QUOTED TEXT start
Saturday, September 26, 2009

Wichita City Council should listen to residents before moving forward with plans for a Lord's Diner in the Northeast community



Just last week, the Wichita Eagle reported that the City was moving ahead with plans to construct a new Lord's Diner (a free meal center for the poor and/or homeless) on 21st street in the Central Northeast community. The author of the article lamented the fact that many of the neighborhood's residents were opposed to the plan, but then applauded the City's apparent resolve to move forward despite the local opposition.

The author of the article correctly noted that there is a relatively high concentration of lower income families in the Central Northeast and that many lower income families could use a little assistance in these tough economic times. And I have no doubt that a free meal center on 21st street could and would likely be filled with people from all over the city who were appreciative of the help. But in lamenting the neighborhood opposition to the plan, the author negated a very important principle and variable in this debate: That is the obligation of elected officials to actively listen to the communities they represent. Analyzing and understanding GIS and demographic data is terribly important, but so too are the voices of the residents. And this is not a principle often lost upon the Wichita City Council. In fact, the Council has a long history of being responsive to the concerns of its neighborhoods and communities.
QUOTED TEXT end
INFORMATION PROVIDED start
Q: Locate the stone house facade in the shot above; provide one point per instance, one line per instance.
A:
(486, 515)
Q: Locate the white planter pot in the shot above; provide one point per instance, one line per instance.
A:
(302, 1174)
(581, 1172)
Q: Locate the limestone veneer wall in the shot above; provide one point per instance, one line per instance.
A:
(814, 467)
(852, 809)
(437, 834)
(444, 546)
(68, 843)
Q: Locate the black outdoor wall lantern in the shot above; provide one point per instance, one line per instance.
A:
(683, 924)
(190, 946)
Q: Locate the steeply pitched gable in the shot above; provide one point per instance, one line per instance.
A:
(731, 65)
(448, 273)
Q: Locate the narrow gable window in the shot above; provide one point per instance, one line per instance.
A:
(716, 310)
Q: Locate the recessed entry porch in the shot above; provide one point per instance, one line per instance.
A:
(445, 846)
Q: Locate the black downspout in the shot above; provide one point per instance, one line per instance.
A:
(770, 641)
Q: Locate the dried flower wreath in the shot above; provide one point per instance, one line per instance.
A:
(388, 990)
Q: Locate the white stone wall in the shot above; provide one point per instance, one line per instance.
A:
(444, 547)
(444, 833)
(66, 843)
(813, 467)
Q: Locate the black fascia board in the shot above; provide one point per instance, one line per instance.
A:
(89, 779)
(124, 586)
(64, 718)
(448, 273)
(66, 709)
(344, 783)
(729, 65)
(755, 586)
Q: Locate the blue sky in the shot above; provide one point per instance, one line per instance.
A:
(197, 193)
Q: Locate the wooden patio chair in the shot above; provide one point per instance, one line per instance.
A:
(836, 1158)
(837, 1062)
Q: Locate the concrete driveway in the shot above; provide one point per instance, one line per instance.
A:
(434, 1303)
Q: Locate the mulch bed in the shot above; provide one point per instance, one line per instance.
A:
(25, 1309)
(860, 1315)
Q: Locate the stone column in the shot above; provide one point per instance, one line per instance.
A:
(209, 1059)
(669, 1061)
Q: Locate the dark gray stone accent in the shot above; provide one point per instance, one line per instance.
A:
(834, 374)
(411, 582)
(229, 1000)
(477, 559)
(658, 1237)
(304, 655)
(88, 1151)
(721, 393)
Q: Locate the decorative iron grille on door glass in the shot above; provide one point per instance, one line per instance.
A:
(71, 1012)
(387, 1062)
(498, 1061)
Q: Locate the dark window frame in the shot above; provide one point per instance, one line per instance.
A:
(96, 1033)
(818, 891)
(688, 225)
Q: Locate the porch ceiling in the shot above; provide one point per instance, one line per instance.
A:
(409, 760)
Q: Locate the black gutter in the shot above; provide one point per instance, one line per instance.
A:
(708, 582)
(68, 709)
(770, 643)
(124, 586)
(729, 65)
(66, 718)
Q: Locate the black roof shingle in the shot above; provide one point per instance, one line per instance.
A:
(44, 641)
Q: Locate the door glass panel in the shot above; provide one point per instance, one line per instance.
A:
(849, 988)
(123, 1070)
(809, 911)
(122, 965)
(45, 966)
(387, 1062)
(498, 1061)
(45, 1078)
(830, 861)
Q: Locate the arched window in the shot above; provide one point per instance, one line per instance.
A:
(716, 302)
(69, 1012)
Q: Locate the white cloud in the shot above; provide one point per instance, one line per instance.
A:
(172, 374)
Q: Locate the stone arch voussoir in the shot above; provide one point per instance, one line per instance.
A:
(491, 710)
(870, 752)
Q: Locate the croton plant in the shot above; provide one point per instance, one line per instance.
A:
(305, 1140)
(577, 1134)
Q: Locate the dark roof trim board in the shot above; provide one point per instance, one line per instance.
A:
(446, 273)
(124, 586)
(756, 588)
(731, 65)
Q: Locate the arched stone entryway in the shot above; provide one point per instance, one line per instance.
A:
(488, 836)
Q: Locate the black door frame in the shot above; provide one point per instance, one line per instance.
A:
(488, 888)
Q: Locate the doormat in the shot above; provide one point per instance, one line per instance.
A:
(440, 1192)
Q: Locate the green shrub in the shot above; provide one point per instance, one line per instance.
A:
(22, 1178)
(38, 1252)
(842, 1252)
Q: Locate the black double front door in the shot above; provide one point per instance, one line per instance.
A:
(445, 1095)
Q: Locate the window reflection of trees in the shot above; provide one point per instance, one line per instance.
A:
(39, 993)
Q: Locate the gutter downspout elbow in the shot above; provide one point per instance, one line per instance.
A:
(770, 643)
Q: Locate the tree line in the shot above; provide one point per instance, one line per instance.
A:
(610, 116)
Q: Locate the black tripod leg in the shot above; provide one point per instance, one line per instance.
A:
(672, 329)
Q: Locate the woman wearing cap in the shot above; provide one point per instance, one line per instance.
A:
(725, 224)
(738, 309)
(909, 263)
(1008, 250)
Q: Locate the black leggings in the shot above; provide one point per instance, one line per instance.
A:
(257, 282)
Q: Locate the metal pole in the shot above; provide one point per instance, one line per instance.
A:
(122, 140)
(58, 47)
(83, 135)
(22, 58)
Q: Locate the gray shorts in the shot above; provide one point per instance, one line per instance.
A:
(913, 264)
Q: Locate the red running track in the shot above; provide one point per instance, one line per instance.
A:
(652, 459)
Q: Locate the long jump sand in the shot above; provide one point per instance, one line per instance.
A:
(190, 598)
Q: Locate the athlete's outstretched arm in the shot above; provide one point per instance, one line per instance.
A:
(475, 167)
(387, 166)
INFORMATION PROVIDED end
» WORK INSTRUCTIONS:
• 1. Reproduce the portion of the commentary on the Lord's Diner plan that begins at the words "Just last week, the" and ends after the words "the local opposition.".
• 2. Extract each line of the rows above that contains the string "glass".

» IN RESPONSE:
• 1.
Just last week, the Wichita Eagle reported that the City was moving ahead with plans to construct a new Lord's Diner (a free meal center for the poor and/or homeless) on 21st street in the Central Northeast community. The author of the article lamented the fact that many of the neighborhood's residents were opposed to the plan, but then applauded the City's apparent resolve to move forward despite the local opposition.

• 2.
Q: Locate the decorative iron grille on door glass in the shot above; provide one point per instance, one line per instance.
Q: Locate the door glass panel in the shot above; provide one point per instance, one line per instance.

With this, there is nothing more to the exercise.